***** DATA SUPPLIED
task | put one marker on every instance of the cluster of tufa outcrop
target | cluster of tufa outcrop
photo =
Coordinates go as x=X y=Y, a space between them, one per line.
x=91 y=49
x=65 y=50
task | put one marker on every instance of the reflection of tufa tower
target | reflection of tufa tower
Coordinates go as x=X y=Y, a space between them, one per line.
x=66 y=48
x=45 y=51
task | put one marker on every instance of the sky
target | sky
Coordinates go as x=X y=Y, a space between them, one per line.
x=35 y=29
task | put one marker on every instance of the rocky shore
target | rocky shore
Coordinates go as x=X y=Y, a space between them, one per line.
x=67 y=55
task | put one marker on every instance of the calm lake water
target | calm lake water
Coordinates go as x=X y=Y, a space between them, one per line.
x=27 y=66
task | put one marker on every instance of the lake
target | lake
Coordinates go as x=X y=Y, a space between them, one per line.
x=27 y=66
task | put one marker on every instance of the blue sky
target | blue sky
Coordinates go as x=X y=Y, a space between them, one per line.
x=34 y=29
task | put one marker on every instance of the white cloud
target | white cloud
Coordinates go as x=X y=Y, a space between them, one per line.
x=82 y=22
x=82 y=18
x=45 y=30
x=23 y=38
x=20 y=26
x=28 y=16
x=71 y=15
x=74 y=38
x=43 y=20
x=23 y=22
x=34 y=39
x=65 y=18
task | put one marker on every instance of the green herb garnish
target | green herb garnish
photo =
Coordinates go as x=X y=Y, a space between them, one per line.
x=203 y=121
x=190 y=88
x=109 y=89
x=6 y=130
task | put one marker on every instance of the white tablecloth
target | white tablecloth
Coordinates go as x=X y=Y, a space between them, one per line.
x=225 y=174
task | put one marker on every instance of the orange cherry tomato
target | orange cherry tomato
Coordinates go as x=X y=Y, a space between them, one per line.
**********
TASK OBJECTIVE: Rewrite all of the material above with every "marker" changed to "dot" and nothing else altered.

FULL RESPONSE:
task | put one dot on every instance of the cluster of tufa outcrop
target | cluster of tufa outcrop
photo =
Coordinates go as x=X y=Y, a space between them, one per line.
x=91 y=49
x=65 y=50
task | put one dot on every instance of the reflection of tufa tower
target | reflection of tufa tower
Coordinates go as x=X y=Y, a space between them, one per line.
x=66 y=48
x=45 y=51
task | put one dot on every instance of the sky
target | sky
Coordinates go as x=X y=Y, a space between them, one per line.
x=35 y=29
task | put one dot on every instance of the rocky shore
target | rocky shore
Coordinates go as x=X y=Y, a space between them, one per line.
x=67 y=55
task | put one dot on every instance of the calm lake water
target | calm lake water
Coordinates go as x=X y=Y, a space between them, one per line.
x=27 y=66
task | put one dot on every instance of the lake
target | lake
Coordinates go as x=X y=Y, a space between them, one per line.
x=27 y=66
task | put one dot on every instance of the blue sky
target | blue sky
Coordinates go as x=X y=Y, a space between them, one per line.
x=34 y=29
task | put one dot on every instance of the white cloud
target | white cloud
Coordinates go as x=X y=Y, a space between them, one per line.
x=82 y=22
x=82 y=18
x=45 y=30
x=23 y=38
x=20 y=26
x=28 y=16
x=71 y=15
x=74 y=38
x=43 y=20
x=23 y=22
x=34 y=39
x=65 y=18
task | put one dot on every instance of the green herb garnish
target | green herb garnish
photo =
Coordinates go as x=X y=Y, a space between them, one per line.
x=203 y=121
x=190 y=88
x=109 y=89
x=6 y=130
task | put one dot on every instance of the white tablecloth
target | white tablecloth
Coordinates go as x=X y=Y, a space between them, one per line.
x=225 y=174
task | put one dot on every instance of the orange cherry tomato
target | orange cherry tomato
Coordinates go as x=X y=Y, a space between them, one per line.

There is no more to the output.